What you need to do
From the data below, return each line in which the string "grass" is found.
************
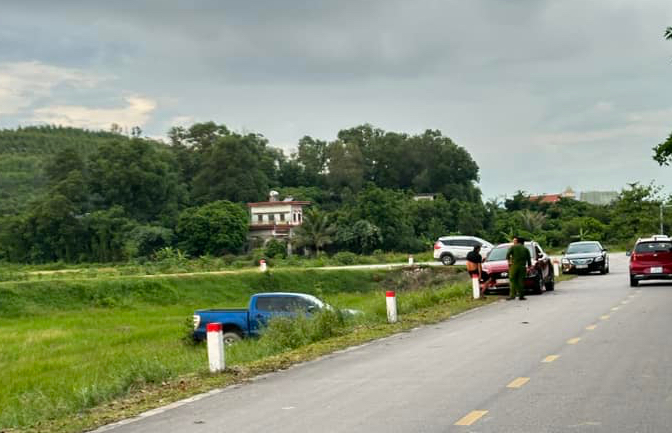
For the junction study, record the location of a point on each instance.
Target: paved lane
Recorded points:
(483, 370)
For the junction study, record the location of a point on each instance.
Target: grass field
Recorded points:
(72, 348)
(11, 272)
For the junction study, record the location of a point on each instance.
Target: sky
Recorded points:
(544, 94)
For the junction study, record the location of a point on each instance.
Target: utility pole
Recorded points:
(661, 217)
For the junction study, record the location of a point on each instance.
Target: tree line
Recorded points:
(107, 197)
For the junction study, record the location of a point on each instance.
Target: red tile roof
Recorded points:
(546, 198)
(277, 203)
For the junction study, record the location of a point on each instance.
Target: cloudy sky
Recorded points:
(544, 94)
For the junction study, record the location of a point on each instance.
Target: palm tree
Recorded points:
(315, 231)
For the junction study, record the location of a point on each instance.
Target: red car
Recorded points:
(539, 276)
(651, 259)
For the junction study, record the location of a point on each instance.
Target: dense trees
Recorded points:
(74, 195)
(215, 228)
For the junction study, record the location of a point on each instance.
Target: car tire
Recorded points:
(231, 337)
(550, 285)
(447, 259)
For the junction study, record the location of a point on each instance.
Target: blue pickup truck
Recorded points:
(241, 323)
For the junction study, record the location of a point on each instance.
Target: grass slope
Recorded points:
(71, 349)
************
Answer
Target: grass field
Target: grass slope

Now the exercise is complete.